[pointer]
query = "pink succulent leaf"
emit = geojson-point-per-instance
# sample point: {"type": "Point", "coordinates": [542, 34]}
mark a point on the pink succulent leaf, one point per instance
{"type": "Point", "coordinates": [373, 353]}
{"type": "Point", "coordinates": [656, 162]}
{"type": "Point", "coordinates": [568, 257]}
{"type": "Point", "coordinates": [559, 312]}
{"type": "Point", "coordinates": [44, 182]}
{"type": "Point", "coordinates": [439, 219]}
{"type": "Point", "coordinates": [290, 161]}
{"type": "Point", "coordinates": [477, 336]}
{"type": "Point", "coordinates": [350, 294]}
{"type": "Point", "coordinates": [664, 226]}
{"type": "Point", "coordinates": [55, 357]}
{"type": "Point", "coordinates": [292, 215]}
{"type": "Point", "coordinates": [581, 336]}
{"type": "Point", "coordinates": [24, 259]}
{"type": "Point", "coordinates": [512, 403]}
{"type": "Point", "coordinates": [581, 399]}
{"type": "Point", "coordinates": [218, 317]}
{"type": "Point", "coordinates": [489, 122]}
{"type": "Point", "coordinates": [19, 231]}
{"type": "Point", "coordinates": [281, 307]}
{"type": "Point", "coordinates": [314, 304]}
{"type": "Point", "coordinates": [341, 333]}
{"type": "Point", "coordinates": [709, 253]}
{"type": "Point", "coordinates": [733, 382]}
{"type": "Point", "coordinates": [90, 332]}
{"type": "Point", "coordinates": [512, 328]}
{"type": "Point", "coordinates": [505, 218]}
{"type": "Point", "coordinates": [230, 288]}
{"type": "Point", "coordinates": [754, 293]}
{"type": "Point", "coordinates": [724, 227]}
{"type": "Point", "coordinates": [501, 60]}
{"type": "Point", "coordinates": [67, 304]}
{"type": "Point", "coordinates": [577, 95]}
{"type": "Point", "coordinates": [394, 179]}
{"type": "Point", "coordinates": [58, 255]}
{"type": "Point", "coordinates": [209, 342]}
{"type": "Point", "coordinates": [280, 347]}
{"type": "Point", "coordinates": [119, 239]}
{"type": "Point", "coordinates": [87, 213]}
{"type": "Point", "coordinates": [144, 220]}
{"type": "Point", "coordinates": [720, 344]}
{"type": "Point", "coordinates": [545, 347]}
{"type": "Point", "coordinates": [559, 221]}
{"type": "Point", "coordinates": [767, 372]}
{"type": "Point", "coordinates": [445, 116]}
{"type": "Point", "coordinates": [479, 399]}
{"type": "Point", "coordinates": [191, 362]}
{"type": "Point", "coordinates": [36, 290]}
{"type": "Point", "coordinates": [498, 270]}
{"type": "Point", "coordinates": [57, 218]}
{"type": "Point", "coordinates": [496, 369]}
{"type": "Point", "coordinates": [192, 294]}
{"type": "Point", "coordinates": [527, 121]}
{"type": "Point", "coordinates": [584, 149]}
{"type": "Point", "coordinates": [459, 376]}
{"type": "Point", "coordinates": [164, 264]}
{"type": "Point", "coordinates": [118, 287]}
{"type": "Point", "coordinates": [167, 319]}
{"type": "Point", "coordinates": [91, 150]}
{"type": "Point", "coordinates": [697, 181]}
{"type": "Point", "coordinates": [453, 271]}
• • • •
- GIVEN REQUEST
Copy the material above verbatim.

- THE RESULT
[pointer]
query = "pink succulent leaf"
emit = geojson-point-per-instance
# sample point: {"type": "Point", "coordinates": [542, 34]}
mark a point on the pink succulent leaf, one point per instance
{"type": "Point", "coordinates": [373, 353]}
{"type": "Point", "coordinates": [656, 162]}
{"type": "Point", "coordinates": [568, 257]}
{"type": "Point", "coordinates": [559, 312]}
{"type": "Point", "coordinates": [44, 182]}
{"type": "Point", "coordinates": [439, 219]}
{"type": "Point", "coordinates": [290, 161]}
{"type": "Point", "coordinates": [477, 336]}
{"type": "Point", "coordinates": [350, 294]}
{"type": "Point", "coordinates": [664, 226]}
{"type": "Point", "coordinates": [55, 357]}
{"type": "Point", "coordinates": [292, 215]}
{"type": "Point", "coordinates": [581, 336]}
{"type": "Point", "coordinates": [24, 259]}
{"type": "Point", "coordinates": [512, 403]}
{"type": "Point", "coordinates": [581, 399]}
{"type": "Point", "coordinates": [218, 317]}
{"type": "Point", "coordinates": [489, 122]}
{"type": "Point", "coordinates": [19, 231]}
{"type": "Point", "coordinates": [281, 307]}
{"type": "Point", "coordinates": [314, 304]}
{"type": "Point", "coordinates": [341, 333]}
{"type": "Point", "coordinates": [709, 253]}
{"type": "Point", "coordinates": [733, 382]}
{"type": "Point", "coordinates": [90, 332]}
{"type": "Point", "coordinates": [512, 328]}
{"type": "Point", "coordinates": [505, 218]}
{"type": "Point", "coordinates": [230, 288]}
{"type": "Point", "coordinates": [754, 293]}
{"type": "Point", "coordinates": [724, 227]}
{"type": "Point", "coordinates": [501, 60]}
{"type": "Point", "coordinates": [67, 304]}
{"type": "Point", "coordinates": [577, 95]}
{"type": "Point", "coordinates": [394, 179]}
{"type": "Point", "coordinates": [58, 255]}
{"type": "Point", "coordinates": [209, 342]}
{"type": "Point", "coordinates": [280, 347]}
{"type": "Point", "coordinates": [119, 239]}
{"type": "Point", "coordinates": [87, 213]}
{"type": "Point", "coordinates": [144, 220]}
{"type": "Point", "coordinates": [720, 344]}
{"type": "Point", "coordinates": [545, 347]}
{"type": "Point", "coordinates": [559, 221]}
{"type": "Point", "coordinates": [767, 372]}
{"type": "Point", "coordinates": [445, 116]}
{"type": "Point", "coordinates": [479, 399]}
{"type": "Point", "coordinates": [191, 362]}
{"type": "Point", "coordinates": [36, 290]}
{"type": "Point", "coordinates": [498, 270]}
{"type": "Point", "coordinates": [57, 218]}
{"type": "Point", "coordinates": [496, 369]}
{"type": "Point", "coordinates": [192, 294]}
{"type": "Point", "coordinates": [527, 121]}
{"type": "Point", "coordinates": [584, 149]}
{"type": "Point", "coordinates": [459, 376]}
{"type": "Point", "coordinates": [164, 264]}
{"type": "Point", "coordinates": [118, 287]}
{"type": "Point", "coordinates": [167, 319]}
{"type": "Point", "coordinates": [91, 150]}
{"type": "Point", "coordinates": [697, 181]}
{"type": "Point", "coordinates": [453, 271]}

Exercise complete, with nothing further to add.